- WHAT TO WORK ON:
• A. Transcribe the part of the Tsonnet functions post starting with "And a function" and going on through "sense of text)".
• B. Go on with the Tsonnet functions post from the point where it stops.

- SELECTED EXCERPT:
Welcome to the Tsonnet series!
If you're not following along, check out how it all started in the first post of the series.
In the previous post, we added warnings for unused variables and untouched bindings:
Now let's get to the most exciting feature in any programming language: functions!
What are we even working with here?
A simple inline function with a positional parameter:
// samples/functions/positional_params.jsonnet
local my_function(x) = x * 2;
my_function(3)
And a function with a multiline body:
// samples/functions/multiline.jsonnet
local simple_function(x, y) = x + y;
local multiline_function(x) =
local temp = x * 2;
[temp, temp + 1];
multiline_function(
simple_function(1, 2)
)
Parsing (a.k.a. making sense of text)
We need two new AST variants -- one for function definition, one for function call:
diff --git a/lib/ast.ml b/lib/ast.ml
index ace6241..106f37c 100644
--- a/lib/ast.ml
+++ b/lib/ast.ml
@@ -90,6 +90,8 @@ type expr =
| Local of position * (string * expr) list
| Seq of expr list
| IndexedExpr of position * string * expr
+ | FunctionDef of position * (string * string list * expr)

(Stored entries)

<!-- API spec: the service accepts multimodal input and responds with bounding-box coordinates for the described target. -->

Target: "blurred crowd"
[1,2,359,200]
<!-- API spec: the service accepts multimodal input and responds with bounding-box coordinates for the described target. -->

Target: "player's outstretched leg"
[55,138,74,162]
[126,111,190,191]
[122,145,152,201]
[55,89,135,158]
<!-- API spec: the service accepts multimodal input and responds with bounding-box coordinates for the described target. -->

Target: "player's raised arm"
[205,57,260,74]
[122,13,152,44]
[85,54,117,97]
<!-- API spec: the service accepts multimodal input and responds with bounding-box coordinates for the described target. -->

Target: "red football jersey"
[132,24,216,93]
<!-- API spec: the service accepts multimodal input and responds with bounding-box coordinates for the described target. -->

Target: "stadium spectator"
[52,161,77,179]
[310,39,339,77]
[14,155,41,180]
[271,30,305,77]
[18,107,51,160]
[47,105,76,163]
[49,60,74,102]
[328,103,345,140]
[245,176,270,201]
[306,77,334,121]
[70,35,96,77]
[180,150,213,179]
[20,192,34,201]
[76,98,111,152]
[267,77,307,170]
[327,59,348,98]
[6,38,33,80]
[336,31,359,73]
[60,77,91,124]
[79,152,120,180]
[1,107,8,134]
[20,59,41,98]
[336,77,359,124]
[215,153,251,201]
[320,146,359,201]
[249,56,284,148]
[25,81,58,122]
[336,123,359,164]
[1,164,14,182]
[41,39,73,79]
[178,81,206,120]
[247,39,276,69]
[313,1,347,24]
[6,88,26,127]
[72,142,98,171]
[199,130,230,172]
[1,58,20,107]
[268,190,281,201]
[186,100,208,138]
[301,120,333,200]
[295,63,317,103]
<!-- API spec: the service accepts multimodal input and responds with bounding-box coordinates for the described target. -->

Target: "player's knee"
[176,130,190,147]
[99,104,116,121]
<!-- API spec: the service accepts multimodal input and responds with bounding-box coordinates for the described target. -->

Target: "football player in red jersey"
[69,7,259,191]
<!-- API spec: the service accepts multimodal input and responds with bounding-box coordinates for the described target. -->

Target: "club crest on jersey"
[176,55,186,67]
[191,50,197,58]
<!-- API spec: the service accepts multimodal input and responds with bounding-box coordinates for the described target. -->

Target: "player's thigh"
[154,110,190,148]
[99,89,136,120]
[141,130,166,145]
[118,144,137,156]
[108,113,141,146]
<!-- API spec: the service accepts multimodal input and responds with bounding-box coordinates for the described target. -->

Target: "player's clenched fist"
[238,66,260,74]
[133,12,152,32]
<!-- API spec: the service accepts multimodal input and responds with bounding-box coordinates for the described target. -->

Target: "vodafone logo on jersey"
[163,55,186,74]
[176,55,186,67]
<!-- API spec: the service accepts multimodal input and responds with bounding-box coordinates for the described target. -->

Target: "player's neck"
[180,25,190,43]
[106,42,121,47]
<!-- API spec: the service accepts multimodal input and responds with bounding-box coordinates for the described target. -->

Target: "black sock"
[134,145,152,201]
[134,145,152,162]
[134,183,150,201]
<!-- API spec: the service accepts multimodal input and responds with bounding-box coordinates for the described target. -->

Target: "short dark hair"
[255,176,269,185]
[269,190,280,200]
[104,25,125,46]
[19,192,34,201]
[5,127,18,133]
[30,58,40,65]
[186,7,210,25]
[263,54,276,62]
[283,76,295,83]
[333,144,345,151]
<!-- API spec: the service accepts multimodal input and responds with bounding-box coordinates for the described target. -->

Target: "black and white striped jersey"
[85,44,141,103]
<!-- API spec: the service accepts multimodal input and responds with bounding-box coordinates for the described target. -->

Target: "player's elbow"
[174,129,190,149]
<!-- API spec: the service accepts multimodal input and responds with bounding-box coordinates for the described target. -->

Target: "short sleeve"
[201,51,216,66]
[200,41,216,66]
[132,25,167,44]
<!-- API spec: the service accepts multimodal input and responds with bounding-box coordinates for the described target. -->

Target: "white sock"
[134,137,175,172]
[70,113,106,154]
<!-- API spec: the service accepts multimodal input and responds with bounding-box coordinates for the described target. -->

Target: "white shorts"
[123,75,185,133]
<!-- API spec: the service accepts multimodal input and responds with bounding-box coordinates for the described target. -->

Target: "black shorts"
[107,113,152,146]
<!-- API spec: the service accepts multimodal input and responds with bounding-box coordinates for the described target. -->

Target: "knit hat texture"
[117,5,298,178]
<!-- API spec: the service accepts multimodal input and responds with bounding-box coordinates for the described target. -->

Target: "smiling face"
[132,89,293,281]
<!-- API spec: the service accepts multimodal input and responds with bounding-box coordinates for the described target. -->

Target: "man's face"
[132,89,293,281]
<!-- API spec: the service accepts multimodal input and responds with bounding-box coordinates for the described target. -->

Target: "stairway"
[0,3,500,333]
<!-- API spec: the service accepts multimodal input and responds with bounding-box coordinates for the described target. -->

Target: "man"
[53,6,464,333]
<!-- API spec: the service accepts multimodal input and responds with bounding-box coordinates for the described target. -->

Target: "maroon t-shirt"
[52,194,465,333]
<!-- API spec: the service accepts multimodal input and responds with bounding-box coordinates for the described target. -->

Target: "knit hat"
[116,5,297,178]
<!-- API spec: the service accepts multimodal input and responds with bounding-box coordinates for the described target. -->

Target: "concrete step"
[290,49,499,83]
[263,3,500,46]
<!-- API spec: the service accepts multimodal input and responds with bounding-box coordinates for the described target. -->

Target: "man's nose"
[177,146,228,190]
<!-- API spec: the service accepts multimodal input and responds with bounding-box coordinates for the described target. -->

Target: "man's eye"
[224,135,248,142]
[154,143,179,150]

- FINAL ANSWERS:
• A.
And a function with a multiline body:
// samples/functions/multiline.jsonnet
local simple_function(x, y) = x + y;
local multiline_function(x) =
local temp = x * 2;
[temp, temp + 1];
multiline_function(
simple_function(1, 2)
)
Parsing (a.k.a. making sense of text)

• B.
+ | FunctionCall of position * string * expr list
and object_entry =
| ObjectField of string * expr
And the parser rules to match:
diff --git a/lib/parser.mly b/lib/parser.mly
index 7adb1ee..102d202 100644
--- a/lib/parser.mly
+++ b/lib/parser.mly
@@ -59,6 +59,7 @@ assignable_expr:
| op = unary_op; e = assignable_expr { UnaryOp (with_pos $startpos $endpos, op, e) }
| e = indexed_expr { e }
| e = obj_field_access { e }
+ | e = funcall { e }
;
indexed_expr:
@@ -173,7 +174,28 @@ var:
varname = ID; ASSIGN; e = assignable_expr { (varname, e) };
vars:
- LOCAL; vars = separated_nonempty_list(COMMA, var) { Local (with_pos $startpos $endpos, vars) };
+ | LOCAL; vars = separated_nonempty_list(COMMA, var) { Local (with_pos $startpos $endpos, vars) }
+ | LOCAL; def = fundef { FunctionDef (with_pos $startpos $endpos, def) }
+ ;
single_var:
- LOCAL; var_expr = var { Local (with_pos $startpos $endpos, [var_expr]) };
+ | LOCAL; var_expr = var { Local (with_pos $startpos $endpos, [var_expr]) }
+ ;
+
+fundef:
+ | fname = ID;
+ LEFT_PAREN; params = separated_nonempty_list(COMMA, ID); RIGHT_PAREN;
+ ASSIGN;
+ body = fundef_body { (fname, params, body) }
+ ;
+
+fundef_body:
+ | e = assignable_expr { e }
+ | local_bindings = vars; SEMICOLON; body = fundef_body { Seq [local_bindings; body] }
+ ;
+
+funcall:
+ | fname = ID;
+ LEFT_PAREN; params = separated_nonempty_list(COMMA, assignable_expr); RIGHT_PAREN
+ { FunctionCall (with_pos $startpos $endpos, fname, params) }
+ ;
fundef_body deserves a note: it lets us nest local bindings inside the function body, which is what makes multiline_function work. A function body is either a plain expression or a local binding followed by a semicolon and the rest of the body, recursively.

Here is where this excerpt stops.